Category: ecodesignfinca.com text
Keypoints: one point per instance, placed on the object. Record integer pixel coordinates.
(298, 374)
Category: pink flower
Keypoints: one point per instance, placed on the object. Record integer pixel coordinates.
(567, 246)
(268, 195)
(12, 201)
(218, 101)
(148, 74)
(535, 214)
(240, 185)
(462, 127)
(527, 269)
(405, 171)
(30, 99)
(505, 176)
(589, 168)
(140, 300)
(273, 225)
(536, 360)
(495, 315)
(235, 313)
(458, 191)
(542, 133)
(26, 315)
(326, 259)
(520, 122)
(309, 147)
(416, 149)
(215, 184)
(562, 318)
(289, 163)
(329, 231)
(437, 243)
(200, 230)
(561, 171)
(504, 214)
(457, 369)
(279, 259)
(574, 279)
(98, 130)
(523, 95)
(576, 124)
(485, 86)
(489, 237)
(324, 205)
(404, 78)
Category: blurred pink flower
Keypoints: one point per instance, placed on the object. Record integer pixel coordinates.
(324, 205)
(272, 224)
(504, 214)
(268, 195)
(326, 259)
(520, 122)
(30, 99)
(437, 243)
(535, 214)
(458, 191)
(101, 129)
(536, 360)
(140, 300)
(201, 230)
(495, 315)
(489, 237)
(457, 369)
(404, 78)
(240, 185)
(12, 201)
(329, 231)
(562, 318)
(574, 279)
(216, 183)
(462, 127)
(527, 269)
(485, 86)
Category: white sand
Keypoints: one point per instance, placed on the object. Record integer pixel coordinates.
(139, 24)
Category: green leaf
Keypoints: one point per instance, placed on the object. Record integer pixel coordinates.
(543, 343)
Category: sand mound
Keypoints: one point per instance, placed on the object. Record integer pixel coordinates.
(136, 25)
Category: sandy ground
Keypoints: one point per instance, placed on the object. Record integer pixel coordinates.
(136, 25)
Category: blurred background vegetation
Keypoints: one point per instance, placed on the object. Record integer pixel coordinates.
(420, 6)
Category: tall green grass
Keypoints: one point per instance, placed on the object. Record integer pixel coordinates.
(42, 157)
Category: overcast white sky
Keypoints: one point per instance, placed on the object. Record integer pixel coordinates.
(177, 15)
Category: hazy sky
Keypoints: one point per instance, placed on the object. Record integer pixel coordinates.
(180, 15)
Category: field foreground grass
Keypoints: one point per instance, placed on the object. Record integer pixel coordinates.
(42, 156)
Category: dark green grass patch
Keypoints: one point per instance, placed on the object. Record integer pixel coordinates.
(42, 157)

--------------------------------

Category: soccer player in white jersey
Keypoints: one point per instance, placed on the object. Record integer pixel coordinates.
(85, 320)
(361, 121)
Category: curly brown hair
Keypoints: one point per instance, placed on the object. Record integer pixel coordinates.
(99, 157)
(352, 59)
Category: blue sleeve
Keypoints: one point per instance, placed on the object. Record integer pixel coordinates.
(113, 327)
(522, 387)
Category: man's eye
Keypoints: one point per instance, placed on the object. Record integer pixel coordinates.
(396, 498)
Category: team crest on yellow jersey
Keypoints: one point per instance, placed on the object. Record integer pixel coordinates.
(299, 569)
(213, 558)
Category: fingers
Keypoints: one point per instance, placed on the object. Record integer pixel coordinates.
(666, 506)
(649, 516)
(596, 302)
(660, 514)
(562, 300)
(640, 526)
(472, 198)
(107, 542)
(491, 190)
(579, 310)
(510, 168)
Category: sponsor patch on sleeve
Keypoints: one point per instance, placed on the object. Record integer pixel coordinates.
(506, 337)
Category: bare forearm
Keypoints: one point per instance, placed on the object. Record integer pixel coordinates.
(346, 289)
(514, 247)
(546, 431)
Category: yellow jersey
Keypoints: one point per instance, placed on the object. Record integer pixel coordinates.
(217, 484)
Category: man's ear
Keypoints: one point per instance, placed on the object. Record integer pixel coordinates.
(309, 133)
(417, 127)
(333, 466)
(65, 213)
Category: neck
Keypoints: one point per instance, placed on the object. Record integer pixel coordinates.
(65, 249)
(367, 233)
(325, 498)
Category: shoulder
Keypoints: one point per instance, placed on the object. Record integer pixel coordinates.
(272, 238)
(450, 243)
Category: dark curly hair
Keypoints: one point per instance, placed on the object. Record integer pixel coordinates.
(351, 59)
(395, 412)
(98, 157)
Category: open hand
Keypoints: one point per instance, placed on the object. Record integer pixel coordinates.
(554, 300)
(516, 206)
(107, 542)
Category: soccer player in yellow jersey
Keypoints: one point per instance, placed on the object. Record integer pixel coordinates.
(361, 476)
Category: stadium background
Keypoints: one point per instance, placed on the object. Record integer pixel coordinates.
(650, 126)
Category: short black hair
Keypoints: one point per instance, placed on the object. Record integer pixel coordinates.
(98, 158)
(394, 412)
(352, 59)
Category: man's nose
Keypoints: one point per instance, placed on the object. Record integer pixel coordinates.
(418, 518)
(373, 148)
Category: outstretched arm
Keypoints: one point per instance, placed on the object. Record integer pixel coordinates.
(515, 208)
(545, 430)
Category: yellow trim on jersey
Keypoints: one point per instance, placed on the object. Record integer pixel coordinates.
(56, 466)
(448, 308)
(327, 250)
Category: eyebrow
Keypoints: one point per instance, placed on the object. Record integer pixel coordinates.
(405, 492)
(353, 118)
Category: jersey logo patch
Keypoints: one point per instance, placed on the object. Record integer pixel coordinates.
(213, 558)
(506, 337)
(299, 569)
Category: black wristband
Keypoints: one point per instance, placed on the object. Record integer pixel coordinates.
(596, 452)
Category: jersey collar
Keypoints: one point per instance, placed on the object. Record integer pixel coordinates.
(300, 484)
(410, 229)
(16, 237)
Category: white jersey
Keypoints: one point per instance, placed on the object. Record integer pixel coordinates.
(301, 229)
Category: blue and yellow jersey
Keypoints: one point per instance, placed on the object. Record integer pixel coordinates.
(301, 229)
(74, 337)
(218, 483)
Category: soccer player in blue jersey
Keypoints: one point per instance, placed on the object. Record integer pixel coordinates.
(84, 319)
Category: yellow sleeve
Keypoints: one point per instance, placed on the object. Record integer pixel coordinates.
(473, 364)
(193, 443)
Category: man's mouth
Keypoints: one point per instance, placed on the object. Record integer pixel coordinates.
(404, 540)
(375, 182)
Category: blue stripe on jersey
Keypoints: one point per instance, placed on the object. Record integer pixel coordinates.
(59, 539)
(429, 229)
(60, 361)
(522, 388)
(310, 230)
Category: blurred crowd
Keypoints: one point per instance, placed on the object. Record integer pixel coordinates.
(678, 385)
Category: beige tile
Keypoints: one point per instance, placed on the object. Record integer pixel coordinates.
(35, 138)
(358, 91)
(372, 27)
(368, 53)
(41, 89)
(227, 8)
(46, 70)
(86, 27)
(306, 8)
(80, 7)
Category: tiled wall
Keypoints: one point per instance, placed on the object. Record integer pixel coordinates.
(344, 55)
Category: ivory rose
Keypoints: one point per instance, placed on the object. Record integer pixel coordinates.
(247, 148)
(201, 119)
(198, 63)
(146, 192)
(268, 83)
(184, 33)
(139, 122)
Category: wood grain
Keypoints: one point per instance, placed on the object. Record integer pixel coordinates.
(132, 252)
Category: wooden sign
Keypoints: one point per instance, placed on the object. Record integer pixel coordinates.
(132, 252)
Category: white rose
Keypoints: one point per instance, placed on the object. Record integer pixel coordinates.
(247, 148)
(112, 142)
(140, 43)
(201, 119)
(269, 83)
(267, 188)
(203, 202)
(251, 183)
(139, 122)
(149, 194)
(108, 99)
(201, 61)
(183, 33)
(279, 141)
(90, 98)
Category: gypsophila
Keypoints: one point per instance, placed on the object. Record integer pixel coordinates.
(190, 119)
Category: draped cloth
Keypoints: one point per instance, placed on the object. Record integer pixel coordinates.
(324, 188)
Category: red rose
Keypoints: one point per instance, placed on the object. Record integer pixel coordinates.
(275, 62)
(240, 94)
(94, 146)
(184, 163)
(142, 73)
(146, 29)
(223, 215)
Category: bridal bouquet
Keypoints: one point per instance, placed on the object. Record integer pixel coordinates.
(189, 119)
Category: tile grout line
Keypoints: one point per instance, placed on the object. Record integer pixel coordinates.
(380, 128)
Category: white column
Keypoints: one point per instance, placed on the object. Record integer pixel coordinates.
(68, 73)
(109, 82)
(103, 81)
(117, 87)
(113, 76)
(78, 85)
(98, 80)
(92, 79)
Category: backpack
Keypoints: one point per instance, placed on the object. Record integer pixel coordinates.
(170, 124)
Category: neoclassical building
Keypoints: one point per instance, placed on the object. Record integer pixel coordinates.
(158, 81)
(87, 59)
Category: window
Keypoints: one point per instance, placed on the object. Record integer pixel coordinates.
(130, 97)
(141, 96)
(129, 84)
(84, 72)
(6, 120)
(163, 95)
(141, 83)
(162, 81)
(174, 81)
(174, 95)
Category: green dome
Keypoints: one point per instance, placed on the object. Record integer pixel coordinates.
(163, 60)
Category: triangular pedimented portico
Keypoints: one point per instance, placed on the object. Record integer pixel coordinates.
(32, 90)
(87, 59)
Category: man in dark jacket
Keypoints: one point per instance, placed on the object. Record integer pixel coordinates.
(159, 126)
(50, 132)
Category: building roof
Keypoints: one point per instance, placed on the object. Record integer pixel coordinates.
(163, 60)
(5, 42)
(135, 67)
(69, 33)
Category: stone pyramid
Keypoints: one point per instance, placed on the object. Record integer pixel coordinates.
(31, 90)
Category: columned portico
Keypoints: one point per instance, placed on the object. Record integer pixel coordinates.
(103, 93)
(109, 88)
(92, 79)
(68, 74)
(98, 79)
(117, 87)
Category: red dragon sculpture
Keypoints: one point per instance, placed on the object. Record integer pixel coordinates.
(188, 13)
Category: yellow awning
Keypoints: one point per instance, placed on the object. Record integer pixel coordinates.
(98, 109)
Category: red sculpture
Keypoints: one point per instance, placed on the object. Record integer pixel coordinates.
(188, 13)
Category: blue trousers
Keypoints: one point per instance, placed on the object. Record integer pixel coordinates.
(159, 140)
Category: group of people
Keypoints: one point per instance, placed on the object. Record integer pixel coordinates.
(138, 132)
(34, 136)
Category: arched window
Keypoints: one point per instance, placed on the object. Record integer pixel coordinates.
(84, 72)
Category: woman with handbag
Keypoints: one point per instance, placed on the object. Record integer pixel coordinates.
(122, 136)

--------------------------------

What you should do: How many lines in the records above contain the word "window"? Reply with the number alone.

Task response: 2